EXERCISE: The answer must be every line of the records below that contains the word "floor".

Image point grounding data
===
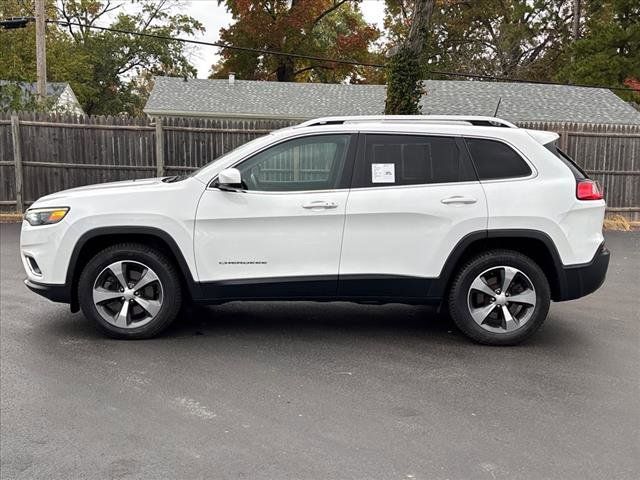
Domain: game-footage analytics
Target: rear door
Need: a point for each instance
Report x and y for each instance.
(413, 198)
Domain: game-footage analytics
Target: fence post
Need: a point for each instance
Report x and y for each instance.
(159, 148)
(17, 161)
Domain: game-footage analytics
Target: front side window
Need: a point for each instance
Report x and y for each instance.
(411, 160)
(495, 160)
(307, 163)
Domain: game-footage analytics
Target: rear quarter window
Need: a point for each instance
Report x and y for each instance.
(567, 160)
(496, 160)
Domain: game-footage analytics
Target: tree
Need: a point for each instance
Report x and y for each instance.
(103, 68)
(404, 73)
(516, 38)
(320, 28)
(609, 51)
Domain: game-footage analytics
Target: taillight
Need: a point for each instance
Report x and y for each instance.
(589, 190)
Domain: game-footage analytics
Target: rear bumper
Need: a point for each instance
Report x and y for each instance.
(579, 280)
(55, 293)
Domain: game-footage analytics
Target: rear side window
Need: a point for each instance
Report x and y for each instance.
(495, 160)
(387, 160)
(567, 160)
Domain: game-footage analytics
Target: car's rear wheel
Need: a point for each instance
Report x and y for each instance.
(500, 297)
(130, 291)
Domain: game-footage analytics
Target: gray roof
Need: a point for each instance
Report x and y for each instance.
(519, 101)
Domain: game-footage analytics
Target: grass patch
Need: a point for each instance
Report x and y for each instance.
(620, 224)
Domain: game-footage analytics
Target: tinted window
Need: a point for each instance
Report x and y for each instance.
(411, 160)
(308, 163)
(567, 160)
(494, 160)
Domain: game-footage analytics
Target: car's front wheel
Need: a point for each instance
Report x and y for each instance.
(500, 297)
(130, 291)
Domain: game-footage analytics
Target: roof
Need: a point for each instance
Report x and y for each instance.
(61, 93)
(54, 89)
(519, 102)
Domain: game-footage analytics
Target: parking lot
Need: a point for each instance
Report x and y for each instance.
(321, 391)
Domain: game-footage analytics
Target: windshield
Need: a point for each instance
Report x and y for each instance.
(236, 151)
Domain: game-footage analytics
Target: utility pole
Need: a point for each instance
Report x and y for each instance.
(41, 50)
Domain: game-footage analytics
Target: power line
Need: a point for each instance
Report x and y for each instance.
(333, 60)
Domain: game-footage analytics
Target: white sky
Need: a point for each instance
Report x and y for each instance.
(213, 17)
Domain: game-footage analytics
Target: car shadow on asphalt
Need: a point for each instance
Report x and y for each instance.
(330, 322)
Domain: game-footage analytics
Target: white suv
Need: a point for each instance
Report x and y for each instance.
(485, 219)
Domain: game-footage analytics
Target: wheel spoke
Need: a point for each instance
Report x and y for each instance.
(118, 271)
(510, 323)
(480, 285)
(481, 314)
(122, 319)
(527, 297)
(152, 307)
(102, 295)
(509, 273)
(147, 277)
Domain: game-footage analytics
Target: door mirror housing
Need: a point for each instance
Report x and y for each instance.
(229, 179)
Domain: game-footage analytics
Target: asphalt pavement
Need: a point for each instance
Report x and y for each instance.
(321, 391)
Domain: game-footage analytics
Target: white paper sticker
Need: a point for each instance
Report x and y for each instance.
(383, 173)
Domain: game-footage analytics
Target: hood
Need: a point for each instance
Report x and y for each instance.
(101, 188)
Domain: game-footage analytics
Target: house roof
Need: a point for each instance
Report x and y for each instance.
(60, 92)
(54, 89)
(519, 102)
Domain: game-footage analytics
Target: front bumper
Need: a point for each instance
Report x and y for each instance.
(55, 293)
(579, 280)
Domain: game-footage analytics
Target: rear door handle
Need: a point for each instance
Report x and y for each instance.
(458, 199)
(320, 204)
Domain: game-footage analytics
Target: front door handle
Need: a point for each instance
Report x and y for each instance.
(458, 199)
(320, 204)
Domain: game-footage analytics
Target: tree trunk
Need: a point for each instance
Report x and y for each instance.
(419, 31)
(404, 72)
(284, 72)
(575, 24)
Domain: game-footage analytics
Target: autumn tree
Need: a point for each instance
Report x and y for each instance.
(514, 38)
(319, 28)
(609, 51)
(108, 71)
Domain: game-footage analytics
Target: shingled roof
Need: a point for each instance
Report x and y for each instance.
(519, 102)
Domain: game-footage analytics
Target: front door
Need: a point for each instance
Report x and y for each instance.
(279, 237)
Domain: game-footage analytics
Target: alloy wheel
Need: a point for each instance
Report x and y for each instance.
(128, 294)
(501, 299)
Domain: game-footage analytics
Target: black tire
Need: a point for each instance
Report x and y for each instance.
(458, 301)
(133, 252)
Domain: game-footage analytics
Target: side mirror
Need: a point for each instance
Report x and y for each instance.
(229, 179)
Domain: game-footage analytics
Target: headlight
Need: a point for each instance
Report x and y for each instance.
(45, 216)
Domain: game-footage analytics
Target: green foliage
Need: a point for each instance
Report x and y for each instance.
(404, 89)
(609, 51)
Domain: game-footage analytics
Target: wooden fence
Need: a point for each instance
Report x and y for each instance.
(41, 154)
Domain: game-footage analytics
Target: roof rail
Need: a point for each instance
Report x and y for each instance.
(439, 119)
===
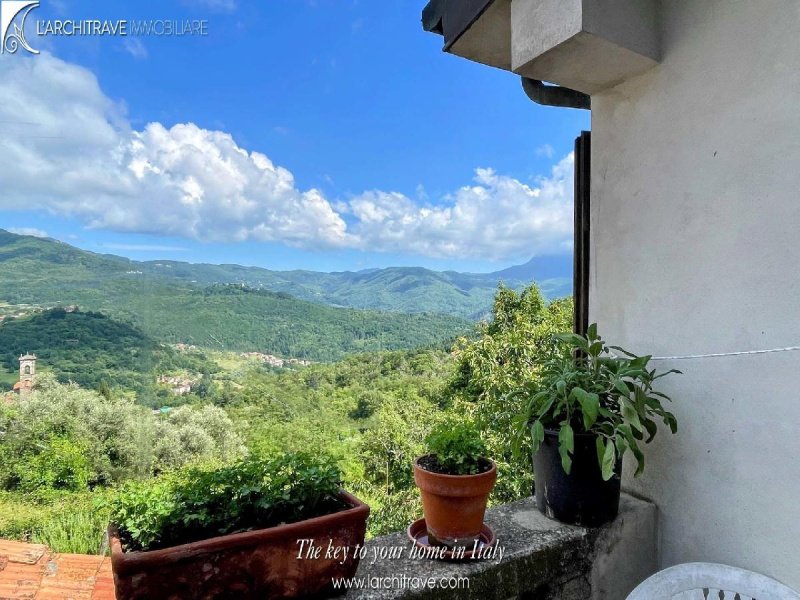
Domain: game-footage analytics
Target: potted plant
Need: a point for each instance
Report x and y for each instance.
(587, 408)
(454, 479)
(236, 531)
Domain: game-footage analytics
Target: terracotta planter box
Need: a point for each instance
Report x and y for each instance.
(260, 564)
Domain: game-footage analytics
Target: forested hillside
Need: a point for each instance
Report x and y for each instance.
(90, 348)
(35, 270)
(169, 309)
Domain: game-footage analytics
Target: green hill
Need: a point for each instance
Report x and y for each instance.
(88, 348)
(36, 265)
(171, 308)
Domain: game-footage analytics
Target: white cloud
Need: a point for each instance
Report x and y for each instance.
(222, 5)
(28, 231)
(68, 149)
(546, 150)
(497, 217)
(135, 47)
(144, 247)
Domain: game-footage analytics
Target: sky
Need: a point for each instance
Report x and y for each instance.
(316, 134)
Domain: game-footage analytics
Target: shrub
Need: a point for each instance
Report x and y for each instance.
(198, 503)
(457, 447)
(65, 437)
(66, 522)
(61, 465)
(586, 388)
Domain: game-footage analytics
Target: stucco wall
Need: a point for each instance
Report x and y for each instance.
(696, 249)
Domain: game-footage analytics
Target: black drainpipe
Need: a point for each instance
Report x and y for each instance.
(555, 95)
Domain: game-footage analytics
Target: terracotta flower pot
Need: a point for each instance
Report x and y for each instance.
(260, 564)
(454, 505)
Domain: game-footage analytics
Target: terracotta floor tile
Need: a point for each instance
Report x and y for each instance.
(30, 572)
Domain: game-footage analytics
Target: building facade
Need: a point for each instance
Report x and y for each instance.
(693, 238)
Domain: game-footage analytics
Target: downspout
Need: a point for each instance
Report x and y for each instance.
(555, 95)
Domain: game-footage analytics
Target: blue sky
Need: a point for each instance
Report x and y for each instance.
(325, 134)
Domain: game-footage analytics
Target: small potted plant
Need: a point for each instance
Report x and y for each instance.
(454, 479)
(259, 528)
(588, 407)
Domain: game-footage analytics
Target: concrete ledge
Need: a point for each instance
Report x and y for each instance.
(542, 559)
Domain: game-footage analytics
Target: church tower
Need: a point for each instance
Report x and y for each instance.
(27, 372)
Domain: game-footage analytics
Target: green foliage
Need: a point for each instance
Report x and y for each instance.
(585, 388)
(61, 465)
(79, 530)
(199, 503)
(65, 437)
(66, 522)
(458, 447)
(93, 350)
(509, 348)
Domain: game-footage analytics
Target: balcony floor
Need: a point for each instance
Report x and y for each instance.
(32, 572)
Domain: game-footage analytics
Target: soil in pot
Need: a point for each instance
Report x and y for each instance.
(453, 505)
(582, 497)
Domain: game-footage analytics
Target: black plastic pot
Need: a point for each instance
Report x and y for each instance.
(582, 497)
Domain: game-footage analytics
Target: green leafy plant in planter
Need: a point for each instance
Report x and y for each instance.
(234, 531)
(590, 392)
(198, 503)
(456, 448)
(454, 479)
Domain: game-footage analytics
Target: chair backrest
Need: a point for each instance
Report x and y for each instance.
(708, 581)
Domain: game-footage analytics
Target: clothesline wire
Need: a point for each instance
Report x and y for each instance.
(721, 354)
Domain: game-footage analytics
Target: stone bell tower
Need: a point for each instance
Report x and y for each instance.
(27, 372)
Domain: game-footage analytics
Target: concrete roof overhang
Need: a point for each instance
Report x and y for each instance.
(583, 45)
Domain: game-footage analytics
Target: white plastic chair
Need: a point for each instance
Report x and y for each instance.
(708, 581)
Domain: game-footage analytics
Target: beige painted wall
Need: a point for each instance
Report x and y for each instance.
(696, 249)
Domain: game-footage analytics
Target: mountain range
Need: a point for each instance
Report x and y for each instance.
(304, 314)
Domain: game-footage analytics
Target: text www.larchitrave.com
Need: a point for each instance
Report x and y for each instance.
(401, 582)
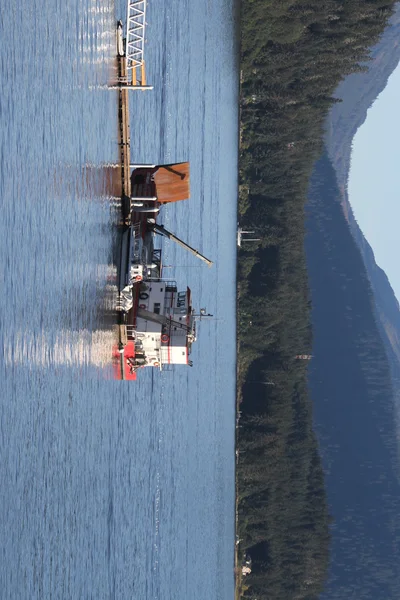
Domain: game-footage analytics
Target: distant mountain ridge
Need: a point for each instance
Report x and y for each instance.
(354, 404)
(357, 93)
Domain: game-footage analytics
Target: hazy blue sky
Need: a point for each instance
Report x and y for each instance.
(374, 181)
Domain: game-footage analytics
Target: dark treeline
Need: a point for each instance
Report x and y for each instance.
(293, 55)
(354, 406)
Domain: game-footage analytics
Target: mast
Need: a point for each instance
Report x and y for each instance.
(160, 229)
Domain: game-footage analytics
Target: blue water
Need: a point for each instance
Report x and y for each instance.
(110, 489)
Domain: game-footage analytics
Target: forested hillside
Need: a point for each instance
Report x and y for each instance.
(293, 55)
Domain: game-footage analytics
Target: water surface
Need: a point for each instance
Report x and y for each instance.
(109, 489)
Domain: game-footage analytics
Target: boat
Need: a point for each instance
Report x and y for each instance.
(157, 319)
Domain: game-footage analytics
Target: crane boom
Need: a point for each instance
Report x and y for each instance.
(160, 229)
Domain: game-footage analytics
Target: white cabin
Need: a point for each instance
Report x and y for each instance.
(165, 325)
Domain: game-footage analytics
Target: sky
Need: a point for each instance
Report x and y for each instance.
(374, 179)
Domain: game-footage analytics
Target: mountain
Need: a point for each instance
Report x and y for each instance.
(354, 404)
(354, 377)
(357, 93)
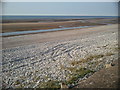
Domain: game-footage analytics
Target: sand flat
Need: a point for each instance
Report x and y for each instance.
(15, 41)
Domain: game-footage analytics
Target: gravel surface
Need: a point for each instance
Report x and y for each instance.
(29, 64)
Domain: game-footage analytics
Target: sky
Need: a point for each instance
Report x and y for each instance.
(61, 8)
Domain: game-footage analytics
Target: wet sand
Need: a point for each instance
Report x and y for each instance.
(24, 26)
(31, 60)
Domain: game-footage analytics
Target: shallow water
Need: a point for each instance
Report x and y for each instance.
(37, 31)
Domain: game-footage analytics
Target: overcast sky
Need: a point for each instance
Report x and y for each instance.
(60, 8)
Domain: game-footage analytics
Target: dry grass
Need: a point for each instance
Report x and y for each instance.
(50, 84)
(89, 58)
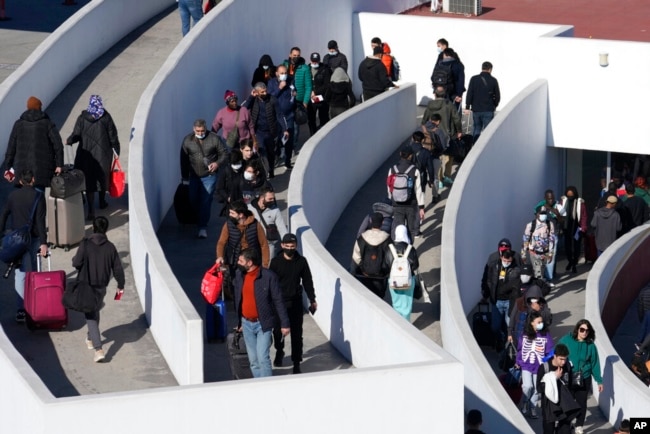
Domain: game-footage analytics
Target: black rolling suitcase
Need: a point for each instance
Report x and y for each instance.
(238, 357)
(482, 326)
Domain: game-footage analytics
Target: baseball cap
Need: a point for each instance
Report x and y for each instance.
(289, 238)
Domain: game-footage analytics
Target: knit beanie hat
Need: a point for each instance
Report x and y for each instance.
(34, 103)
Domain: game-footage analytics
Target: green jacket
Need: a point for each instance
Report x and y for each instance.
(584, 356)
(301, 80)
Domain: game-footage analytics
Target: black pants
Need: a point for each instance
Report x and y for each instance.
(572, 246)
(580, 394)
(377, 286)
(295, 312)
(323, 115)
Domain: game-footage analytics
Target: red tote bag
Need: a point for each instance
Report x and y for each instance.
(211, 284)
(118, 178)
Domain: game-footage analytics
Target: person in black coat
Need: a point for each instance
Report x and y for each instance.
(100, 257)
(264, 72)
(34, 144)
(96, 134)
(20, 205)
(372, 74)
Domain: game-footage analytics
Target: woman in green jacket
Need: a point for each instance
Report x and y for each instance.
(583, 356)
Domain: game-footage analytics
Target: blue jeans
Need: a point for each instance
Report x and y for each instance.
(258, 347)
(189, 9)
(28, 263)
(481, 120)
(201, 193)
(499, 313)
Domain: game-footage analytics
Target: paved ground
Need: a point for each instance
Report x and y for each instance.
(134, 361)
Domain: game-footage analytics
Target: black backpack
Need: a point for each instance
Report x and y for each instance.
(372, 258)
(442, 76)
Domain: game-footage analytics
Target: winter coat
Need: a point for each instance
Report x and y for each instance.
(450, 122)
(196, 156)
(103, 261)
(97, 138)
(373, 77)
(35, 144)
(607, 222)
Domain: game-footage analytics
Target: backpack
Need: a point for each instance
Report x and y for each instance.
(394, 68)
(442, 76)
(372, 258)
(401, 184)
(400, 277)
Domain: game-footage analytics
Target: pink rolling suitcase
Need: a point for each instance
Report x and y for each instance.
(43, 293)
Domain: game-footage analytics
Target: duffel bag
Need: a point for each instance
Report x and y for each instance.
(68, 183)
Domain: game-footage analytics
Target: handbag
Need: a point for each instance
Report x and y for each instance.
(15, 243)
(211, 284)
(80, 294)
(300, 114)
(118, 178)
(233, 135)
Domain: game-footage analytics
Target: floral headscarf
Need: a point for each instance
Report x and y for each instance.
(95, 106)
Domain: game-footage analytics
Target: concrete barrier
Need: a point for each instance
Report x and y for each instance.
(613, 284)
===
FINISHED EXERCISE:
Target: terracotta floor tile
Target: balcony floor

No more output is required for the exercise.